BEGIN DATASET RECORDS

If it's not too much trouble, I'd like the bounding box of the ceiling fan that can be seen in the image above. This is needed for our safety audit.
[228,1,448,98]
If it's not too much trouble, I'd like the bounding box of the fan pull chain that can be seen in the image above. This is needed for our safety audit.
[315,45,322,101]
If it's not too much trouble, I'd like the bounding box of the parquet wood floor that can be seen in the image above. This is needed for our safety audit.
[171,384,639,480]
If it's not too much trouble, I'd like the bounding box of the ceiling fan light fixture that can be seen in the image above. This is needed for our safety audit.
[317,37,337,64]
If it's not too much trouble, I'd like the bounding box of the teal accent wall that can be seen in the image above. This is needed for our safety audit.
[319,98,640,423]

END DATASET RECORDS

Copy out every entry again, exactly as it was given.

TASK ANSWER:
If it's not too much trouble, I'd like the bounding box of the ceiling fan that can be seen in the image above. This is needed for our safety audit.
[228,1,448,98]
If it's not too much trouble, I'd like the bounding box of the fan pull chain that can be seen in the image above. This is needed for our safety audit.
[315,45,322,101]
If it's not too much trouble, I'd like the bounding box of the parquet wood floor that can be seen in the image above. This is needed for our safety audit.
[171,384,639,480]
If it's not too much trouble, I'd like the bounding box of the ceiling fan light fixture that can be seen in the image above. This is needed for our safety audit.
[317,37,337,64]
If it's not too much trouble, I'd like the bounding box of the teal accent wall that can be seen in the image above. This is needed for our safety audit.
[319,98,640,423]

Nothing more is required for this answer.